### Problems to solve:
**1.** Could you repeat the part of the Cloudflare article below from "Clients respond to" to "firm Anthropic's ClaudeBot." without changing anything?
**2.** From the Cloudflare article below, what are the answers to these questions?
(a) Which customers will the new tool be available to?
(b) What percentage of Cloudflare's customers have chosen to block AI bots?
(c) Which bot attempted access on 40% of the websites under Cloudflare's protection?

Cloudflare's tool helps websites block unauthorized AI scraping
Cloudflare, a leading cloud service provider, has launched a free tool designed to prevent AI bots from scraping content from its clients' websites. The tool will be available to all customers, including those on free plans. The company stated that the feature will "automatically be updated over time as we see new fingerprints of offending bots we identify as widely scraping the web for model training."
Clients respond to AI bot surge
Cloudflare has revealed that 85.2% of its customers have chosen to block AI bots, even those that properly identify themselves, from accessing their websites. This information was shared in a blog post, discussing the increase in bots scraping content for generative AI model training. The most active bots identified were Bytedance-owned Bytespider and OpenAI's GPTBot, attempting access on 40% and 35% of websites under Cloudflare's protection, respectively. Other AI bot crawlers include Amazon's Amazonbot and AI firm Anthropic's ClaudeBot.

### Information provided:
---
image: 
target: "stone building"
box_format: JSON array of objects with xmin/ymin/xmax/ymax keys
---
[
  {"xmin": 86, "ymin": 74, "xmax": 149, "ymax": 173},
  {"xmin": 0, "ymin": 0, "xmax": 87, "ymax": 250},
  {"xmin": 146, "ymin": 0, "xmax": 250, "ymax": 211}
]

### Answers provided:
**1.**
Clients respond to AI bot surge
Cloudflare has revealed that 85.2% of its customers have chosen to block AI bots, even those that properly identify themselves, from accessing their websites. This information was shared in a blog post, discussing the increase in bots scraping content for generative AI model training. The most active bots identified were Bytedance-owned Bytespider and OpenAI's GPTBot, attempting access on 40% and 35% of websites under Cloudflare's protection, respectively. Other AI bot crawlers include Amazon's Amazonbot and AI firm Anthropic's ClaudeBot.

**2.**
(a) All customers, including those on free plans.
(b) 85.2%.
(c) Bytespider, owned by Bytedance.